## [EXERCISE GOAL]
Convert the lines of the records below into a Markdown table with columns headed No. and Entry, starting at the line containing "Target: pink cap" and ending at the line containing "column 776, row 124", both included. Put a running row number under No., put each line under Entry, and leave out blank lines.

## [INFORMATION SHOWN]
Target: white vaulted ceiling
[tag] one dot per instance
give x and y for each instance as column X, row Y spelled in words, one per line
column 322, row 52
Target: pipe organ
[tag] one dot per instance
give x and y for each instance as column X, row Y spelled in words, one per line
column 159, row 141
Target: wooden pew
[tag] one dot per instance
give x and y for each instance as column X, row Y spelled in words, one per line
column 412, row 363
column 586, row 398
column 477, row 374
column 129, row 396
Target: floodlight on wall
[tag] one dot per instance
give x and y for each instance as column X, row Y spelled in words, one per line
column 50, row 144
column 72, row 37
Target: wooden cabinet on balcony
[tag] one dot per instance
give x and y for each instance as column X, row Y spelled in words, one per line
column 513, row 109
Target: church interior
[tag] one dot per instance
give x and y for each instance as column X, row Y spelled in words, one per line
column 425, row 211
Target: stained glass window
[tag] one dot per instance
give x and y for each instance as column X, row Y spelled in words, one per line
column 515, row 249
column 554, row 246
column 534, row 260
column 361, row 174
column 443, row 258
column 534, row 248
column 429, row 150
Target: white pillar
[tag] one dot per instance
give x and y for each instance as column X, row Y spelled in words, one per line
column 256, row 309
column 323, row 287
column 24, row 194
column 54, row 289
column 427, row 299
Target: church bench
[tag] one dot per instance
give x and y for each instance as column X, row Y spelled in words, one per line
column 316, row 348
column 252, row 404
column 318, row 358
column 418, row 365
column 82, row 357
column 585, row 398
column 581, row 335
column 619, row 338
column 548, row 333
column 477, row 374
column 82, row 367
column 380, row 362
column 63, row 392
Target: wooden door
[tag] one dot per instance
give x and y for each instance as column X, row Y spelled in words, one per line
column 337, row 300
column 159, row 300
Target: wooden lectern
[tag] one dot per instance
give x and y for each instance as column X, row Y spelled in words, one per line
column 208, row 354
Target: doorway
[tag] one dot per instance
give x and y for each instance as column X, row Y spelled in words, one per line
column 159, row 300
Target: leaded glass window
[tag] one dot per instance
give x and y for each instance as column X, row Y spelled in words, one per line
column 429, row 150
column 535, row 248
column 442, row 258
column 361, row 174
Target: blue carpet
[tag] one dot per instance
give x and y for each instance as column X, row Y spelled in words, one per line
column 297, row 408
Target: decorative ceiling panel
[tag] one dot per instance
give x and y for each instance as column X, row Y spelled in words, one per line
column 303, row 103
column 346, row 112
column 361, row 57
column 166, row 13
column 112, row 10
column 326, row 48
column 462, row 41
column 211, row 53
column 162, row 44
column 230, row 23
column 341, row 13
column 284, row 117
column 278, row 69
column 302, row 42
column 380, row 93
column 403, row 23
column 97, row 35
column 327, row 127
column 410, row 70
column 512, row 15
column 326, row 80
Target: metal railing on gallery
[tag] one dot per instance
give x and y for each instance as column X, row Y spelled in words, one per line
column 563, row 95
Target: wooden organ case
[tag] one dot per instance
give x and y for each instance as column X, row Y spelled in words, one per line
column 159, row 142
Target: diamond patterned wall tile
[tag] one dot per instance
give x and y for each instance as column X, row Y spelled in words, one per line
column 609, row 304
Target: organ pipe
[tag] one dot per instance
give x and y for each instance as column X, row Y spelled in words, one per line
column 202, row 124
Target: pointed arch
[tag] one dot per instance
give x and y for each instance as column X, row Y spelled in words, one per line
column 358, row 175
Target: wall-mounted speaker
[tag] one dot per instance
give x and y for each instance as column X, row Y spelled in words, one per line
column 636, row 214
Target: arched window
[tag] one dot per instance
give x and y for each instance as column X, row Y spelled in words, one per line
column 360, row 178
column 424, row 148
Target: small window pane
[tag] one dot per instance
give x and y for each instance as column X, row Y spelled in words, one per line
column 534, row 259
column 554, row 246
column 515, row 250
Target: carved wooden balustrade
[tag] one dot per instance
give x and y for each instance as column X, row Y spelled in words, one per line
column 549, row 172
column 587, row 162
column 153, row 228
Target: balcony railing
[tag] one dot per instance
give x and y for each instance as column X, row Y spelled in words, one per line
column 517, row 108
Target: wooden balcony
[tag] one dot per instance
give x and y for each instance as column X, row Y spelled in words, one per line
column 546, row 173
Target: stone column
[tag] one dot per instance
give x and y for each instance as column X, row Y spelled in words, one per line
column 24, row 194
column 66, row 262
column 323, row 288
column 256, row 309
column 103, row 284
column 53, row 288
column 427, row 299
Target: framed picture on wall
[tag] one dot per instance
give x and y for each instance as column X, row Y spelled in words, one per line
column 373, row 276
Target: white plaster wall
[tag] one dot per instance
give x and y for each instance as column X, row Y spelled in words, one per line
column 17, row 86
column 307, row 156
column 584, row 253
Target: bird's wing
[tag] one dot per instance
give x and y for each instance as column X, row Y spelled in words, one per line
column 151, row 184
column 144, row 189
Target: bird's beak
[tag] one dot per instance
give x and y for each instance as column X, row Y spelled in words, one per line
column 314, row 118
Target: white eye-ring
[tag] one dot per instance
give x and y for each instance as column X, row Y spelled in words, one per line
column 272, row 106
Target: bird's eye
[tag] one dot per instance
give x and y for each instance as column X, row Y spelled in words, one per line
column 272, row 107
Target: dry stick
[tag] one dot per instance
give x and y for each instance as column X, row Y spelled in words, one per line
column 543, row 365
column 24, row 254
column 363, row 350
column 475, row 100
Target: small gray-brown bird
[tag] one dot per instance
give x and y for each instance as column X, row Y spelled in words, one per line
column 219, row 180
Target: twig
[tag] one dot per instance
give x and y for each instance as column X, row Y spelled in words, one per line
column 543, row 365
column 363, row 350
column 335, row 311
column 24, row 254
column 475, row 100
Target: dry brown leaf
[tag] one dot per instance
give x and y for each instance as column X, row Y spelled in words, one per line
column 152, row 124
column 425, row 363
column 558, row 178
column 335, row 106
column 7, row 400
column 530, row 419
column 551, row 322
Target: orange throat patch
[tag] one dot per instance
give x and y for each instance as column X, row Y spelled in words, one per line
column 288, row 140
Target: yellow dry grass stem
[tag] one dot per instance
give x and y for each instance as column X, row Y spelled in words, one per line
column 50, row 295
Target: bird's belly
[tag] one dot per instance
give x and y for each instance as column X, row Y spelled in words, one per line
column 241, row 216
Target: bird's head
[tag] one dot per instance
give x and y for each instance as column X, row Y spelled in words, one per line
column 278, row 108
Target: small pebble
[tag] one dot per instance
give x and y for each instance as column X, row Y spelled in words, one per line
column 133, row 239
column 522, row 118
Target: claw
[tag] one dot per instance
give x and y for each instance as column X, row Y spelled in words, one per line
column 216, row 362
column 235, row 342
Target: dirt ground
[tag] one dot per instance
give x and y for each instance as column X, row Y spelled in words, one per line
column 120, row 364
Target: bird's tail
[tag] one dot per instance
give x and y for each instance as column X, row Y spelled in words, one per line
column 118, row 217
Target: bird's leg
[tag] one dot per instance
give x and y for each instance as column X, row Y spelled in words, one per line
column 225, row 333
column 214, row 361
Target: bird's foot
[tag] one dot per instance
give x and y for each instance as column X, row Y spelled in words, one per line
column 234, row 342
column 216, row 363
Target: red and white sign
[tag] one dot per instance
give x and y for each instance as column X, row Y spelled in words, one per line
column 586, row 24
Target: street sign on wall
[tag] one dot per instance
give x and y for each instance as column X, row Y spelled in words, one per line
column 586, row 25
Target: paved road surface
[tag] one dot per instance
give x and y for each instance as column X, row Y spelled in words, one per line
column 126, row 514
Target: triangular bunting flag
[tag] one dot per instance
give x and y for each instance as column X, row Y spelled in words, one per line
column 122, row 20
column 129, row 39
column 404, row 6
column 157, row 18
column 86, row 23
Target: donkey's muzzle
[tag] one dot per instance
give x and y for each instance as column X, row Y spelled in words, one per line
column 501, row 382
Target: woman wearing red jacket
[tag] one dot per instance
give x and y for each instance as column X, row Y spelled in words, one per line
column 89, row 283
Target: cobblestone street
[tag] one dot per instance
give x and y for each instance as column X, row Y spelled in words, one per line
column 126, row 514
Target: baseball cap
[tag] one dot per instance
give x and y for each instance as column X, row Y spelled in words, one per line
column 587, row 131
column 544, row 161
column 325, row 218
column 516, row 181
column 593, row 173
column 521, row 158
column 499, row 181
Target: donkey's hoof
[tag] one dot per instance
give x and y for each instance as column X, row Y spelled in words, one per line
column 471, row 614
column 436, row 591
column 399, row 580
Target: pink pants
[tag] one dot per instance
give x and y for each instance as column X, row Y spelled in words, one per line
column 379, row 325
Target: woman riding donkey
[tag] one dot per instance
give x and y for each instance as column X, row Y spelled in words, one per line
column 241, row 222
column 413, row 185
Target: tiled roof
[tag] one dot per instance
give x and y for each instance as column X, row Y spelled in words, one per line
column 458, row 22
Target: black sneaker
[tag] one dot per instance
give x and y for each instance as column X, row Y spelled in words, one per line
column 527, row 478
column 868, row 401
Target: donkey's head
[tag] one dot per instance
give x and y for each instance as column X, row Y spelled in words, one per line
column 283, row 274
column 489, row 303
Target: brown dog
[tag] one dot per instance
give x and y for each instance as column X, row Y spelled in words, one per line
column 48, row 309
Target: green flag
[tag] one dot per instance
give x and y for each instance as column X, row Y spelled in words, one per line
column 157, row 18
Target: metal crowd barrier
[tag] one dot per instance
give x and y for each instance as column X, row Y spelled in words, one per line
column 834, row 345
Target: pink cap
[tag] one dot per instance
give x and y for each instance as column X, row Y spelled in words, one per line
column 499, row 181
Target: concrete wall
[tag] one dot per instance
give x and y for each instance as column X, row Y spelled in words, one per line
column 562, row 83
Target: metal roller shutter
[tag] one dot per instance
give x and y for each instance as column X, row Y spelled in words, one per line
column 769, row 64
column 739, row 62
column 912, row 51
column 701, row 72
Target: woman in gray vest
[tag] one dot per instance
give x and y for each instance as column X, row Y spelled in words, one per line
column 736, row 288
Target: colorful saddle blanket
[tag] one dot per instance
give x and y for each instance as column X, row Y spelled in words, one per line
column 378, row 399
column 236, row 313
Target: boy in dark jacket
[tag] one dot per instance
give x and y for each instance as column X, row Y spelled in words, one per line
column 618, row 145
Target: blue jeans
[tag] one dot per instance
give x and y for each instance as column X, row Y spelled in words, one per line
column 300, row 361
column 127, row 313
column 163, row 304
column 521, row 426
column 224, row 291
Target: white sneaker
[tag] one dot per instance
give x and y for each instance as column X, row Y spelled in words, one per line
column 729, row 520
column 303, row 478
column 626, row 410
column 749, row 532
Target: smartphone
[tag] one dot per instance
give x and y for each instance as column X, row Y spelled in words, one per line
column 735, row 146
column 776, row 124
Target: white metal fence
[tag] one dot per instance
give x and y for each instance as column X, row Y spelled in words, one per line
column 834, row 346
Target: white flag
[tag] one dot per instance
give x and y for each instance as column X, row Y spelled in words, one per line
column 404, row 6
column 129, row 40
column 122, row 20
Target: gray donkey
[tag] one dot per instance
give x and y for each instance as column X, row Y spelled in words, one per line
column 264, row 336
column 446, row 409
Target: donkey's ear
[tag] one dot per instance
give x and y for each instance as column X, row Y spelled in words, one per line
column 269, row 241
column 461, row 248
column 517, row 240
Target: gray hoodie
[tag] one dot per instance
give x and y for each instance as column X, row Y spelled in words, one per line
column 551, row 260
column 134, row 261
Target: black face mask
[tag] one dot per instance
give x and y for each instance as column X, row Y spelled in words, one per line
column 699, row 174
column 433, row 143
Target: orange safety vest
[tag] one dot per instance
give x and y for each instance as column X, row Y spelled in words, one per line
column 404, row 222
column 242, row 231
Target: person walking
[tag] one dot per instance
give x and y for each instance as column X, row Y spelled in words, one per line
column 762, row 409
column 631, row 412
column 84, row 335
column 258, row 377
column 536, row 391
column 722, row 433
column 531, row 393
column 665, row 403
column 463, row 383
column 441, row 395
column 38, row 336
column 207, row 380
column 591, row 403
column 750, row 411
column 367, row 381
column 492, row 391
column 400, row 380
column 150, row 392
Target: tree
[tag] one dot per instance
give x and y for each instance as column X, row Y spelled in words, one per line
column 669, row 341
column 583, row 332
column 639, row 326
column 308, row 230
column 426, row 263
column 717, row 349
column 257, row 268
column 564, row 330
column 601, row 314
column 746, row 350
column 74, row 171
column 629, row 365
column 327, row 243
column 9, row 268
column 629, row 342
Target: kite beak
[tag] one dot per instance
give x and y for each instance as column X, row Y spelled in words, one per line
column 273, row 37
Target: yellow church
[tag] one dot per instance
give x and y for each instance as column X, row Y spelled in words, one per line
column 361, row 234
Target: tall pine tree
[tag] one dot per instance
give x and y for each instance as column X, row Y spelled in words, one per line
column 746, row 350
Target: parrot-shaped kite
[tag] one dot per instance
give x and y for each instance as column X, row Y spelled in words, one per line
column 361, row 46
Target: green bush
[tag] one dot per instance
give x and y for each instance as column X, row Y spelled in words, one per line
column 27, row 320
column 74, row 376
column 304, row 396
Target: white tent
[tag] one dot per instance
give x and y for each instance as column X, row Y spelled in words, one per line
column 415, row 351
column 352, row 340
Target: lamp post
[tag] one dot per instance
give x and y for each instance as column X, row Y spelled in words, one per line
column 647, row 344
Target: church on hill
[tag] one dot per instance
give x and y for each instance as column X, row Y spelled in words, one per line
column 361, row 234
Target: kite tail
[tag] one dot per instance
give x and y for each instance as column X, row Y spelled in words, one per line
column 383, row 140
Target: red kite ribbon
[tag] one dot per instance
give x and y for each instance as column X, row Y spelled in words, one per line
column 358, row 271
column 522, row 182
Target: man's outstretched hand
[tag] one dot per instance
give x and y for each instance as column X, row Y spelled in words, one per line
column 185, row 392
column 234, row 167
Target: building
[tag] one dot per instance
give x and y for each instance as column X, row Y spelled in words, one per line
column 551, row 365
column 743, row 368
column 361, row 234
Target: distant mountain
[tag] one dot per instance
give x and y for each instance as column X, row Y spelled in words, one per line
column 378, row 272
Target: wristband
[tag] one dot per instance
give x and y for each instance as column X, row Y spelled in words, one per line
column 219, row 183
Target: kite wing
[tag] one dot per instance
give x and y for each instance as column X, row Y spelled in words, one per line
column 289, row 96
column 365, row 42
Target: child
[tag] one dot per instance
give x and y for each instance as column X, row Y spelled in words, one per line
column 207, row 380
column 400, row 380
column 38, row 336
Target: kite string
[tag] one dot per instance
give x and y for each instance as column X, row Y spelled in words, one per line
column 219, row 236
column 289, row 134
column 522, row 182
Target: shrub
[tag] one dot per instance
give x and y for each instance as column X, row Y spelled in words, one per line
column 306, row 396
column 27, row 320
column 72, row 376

## [REPLY]
| No. | Entry |
|---|---|
| 1 | Target: pink cap |
| 2 | [tag] one dot per instance |
| 3 | give x and y for each instance as column X, row Y spelled in words, one per line |
| 4 | column 499, row 181 |
| 5 | Target: concrete wall |
| 6 | [tag] one dot per instance |
| 7 | give x and y for each instance as column X, row Y spelled in words, one per line |
| 8 | column 562, row 83 |
| 9 | Target: metal roller shutter |
| 10 | [tag] one dot per instance |
| 11 | give x and y for each instance as column X, row Y spelled in words, one per line |
| 12 | column 769, row 64 |
| 13 | column 739, row 62 |
| 14 | column 912, row 51 |
| 15 | column 701, row 72 |
| 16 | Target: woman in gray vest |
| 17 | [tag] one dot per instance |
| 18 | give x and y for each instance as column X, row Y spelled in words, one per line |
| 19 | column 736, row 288 |
| 20 | Target: colorful saddle blanket |
| 21 | [tag] one dot per instance |
| 22 | give x and y for each instance as column X, row Y spelled in words, one per line |
| 23 | column 378, row 399 |
| 24 | column 236, row 313 |
| 25 | Target: boy in dark jacket |
| 26 | [tag] one dot per instance |
| 27 | give x and y for each instance as column X, row Y spelled in words, one per line |
| 28 | column 618, row 145 |
| 29 | Target: blue jeans |
| 30 | [tag] one dot per instance |
| 31 | give x and y for each instance as column X, row Y spelled in words, one per line |
| 32 | column 300, row 361 |
| 33 | column 127, row 313 |
| 34 | column 163, row 304 |
| 35 | column 521, row 426 |
| 36 | column 224, row 291 |
| 37 | Target: white sneaker |
| 38 | [tag] one dot per instance |
| 39 | give x and y for each instance as column X, row Y spelled in words, one per line |
| 40 | column 729, row 520 |
| 41 | column 303, row 478 |
| 42 | column 626, row 410 |
| 43 | column 749, row 532 |
| 44 | Target: smartphone |
| 45 | [tag] one dot per instance |
| 46 | give x and y for each instance as column X, row Y spelled in words, one per line |
| 47 | column 735, row 146 |
| 48 | column 776, row 124 |